• **Task goal**:
Using the listing below, retype exactly the lines starting at the one with "point_to(query) puts a dot on the club" and ending at the one with "point_to(query) puts a dot on the player's", and include both.

• **Records shown**:

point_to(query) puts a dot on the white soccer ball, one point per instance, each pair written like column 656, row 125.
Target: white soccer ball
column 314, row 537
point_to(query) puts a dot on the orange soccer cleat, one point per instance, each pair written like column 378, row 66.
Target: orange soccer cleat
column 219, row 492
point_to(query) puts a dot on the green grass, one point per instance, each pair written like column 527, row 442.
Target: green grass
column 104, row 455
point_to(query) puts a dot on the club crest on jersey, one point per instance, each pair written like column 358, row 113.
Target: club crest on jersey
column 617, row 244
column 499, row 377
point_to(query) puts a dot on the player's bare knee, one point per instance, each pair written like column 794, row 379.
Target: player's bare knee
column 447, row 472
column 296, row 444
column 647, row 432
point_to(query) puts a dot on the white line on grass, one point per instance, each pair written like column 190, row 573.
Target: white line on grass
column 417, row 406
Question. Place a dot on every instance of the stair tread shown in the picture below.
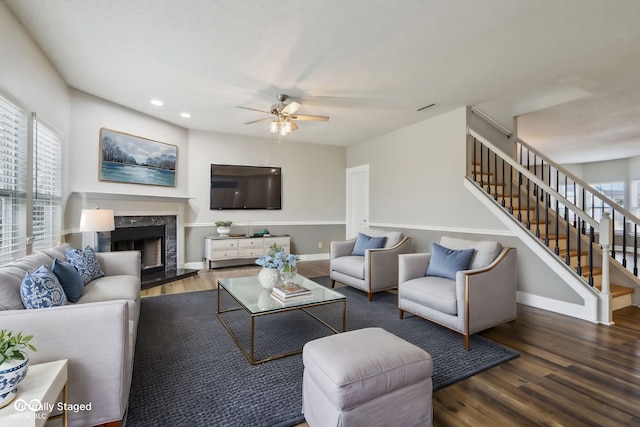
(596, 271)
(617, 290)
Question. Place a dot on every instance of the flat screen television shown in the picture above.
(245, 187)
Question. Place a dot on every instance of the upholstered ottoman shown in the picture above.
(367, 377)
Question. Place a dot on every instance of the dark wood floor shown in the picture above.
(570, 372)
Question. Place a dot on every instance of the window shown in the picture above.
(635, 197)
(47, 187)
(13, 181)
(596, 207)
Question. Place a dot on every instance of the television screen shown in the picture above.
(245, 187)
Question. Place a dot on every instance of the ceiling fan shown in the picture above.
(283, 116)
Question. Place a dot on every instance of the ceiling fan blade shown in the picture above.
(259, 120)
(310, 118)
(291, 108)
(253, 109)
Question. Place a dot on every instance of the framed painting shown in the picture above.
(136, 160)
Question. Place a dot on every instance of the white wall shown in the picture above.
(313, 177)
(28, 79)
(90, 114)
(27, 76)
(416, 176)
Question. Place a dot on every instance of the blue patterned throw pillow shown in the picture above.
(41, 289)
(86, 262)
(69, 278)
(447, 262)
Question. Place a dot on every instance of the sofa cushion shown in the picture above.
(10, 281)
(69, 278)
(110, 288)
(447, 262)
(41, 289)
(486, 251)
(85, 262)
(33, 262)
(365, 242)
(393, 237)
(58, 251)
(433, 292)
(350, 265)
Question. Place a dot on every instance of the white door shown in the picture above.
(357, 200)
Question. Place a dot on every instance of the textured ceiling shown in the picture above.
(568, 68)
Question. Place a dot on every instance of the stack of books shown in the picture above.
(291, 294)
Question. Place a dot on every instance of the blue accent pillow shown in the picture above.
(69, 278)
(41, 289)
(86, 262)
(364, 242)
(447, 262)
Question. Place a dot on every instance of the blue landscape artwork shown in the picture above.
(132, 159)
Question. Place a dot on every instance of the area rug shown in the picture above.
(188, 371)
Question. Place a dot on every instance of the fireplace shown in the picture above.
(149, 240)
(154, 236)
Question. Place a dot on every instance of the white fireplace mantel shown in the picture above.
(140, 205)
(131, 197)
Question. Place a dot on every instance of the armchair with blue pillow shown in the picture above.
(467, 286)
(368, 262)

--

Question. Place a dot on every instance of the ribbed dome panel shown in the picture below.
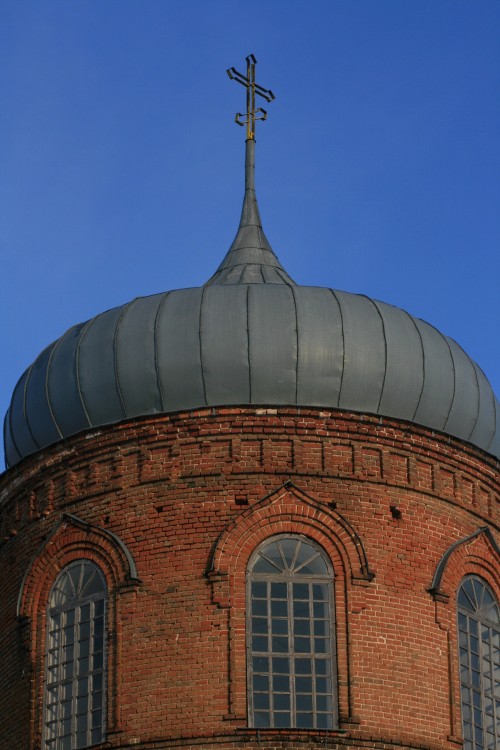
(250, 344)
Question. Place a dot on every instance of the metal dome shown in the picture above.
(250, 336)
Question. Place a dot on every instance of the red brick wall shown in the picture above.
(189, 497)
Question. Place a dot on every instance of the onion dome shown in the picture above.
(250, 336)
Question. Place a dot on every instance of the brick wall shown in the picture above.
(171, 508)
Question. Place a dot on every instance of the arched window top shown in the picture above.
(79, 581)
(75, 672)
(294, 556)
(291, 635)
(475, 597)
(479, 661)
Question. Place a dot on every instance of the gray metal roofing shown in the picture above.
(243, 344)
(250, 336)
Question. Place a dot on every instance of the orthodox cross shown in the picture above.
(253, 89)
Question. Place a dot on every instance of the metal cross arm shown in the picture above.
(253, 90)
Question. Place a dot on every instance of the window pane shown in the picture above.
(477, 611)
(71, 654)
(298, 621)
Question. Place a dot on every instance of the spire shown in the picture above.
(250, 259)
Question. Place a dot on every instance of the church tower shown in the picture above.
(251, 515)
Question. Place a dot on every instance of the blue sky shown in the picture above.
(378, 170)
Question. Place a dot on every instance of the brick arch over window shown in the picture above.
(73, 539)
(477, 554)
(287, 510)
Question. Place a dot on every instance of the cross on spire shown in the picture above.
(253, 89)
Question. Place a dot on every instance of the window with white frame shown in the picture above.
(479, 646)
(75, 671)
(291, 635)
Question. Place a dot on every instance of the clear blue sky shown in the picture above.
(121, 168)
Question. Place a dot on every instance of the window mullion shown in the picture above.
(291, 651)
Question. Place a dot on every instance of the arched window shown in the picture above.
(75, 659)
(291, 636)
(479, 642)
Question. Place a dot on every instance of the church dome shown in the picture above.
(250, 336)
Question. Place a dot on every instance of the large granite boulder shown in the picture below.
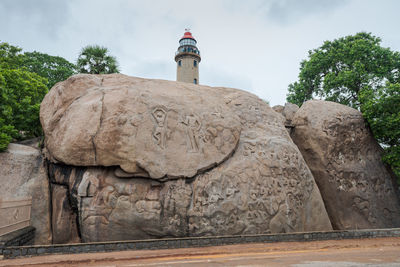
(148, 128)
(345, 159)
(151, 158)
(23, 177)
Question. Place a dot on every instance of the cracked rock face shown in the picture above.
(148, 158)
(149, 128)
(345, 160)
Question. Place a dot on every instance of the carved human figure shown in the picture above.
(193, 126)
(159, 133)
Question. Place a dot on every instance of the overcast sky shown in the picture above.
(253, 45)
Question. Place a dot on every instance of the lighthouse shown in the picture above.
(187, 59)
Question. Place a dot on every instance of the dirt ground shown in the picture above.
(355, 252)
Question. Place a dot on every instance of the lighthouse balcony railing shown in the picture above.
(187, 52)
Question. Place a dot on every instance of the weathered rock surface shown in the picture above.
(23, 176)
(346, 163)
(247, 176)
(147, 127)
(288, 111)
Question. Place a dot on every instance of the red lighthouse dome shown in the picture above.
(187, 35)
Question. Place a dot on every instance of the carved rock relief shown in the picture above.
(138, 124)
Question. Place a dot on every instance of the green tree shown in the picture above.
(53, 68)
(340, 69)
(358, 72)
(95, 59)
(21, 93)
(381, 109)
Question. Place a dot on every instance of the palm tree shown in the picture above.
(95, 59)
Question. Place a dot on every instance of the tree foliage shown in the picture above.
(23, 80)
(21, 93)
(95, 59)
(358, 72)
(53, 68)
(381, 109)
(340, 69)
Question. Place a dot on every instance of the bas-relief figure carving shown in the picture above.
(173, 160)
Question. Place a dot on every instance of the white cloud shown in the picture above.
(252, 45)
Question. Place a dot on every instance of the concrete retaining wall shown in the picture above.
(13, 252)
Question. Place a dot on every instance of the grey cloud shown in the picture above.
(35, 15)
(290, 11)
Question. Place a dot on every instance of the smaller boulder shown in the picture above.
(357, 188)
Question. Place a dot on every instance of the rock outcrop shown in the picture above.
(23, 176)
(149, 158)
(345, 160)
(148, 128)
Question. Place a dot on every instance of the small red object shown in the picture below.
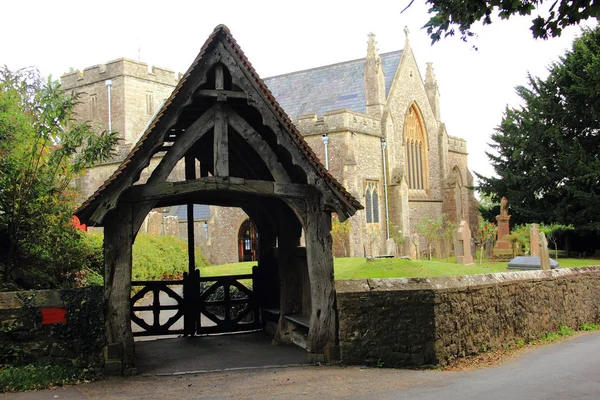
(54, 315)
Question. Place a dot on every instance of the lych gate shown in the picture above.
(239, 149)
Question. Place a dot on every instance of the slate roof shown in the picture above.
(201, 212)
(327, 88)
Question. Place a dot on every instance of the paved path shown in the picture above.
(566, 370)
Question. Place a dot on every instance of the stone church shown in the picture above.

...

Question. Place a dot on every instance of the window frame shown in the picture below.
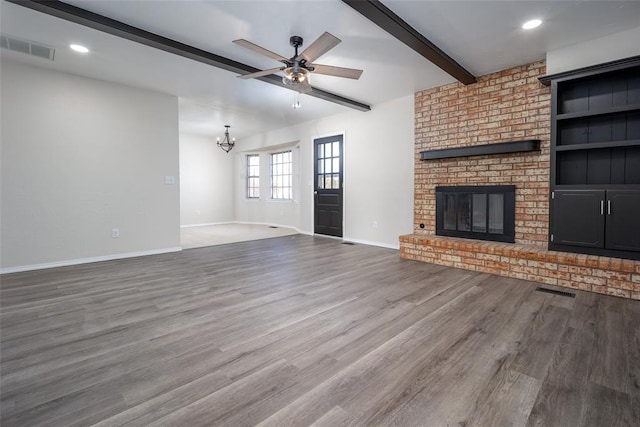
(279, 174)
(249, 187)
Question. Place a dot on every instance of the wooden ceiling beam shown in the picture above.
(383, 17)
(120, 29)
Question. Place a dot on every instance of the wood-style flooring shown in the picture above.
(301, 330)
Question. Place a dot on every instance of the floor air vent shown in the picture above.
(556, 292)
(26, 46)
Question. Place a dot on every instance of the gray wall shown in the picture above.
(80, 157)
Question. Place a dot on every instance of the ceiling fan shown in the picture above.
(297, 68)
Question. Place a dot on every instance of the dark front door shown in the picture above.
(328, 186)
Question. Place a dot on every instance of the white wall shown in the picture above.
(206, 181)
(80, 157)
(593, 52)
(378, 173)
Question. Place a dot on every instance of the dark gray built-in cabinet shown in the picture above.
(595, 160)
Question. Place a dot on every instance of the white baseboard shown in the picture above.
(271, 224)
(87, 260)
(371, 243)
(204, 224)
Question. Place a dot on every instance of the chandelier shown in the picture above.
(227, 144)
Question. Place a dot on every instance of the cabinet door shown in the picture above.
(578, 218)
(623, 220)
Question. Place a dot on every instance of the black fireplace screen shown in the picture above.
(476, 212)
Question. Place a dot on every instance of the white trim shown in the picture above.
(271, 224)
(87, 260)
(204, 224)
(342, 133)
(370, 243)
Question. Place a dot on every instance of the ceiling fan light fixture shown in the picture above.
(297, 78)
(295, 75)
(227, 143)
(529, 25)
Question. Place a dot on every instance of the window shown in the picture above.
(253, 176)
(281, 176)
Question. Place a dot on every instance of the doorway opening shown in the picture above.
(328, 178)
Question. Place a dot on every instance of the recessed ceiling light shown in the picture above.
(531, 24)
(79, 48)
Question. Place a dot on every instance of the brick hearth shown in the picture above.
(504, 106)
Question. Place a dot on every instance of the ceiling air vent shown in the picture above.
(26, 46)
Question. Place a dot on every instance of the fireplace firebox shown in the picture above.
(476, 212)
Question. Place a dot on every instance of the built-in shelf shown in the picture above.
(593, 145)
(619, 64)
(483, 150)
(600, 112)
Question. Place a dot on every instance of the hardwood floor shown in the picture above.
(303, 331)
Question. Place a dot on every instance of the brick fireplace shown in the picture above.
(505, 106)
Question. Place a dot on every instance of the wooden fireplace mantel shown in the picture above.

• **Exercise solution**:
point_to(query) puts a dot on the club crest on jersey, one point per instance, each pair written like column 358, row 113.
Target: club crest on jersey
column 617, row 244
column 499, row 377
point_to(query) puts a dot on the player's bare knee, one point per instance, each pair written like column 794, row 379.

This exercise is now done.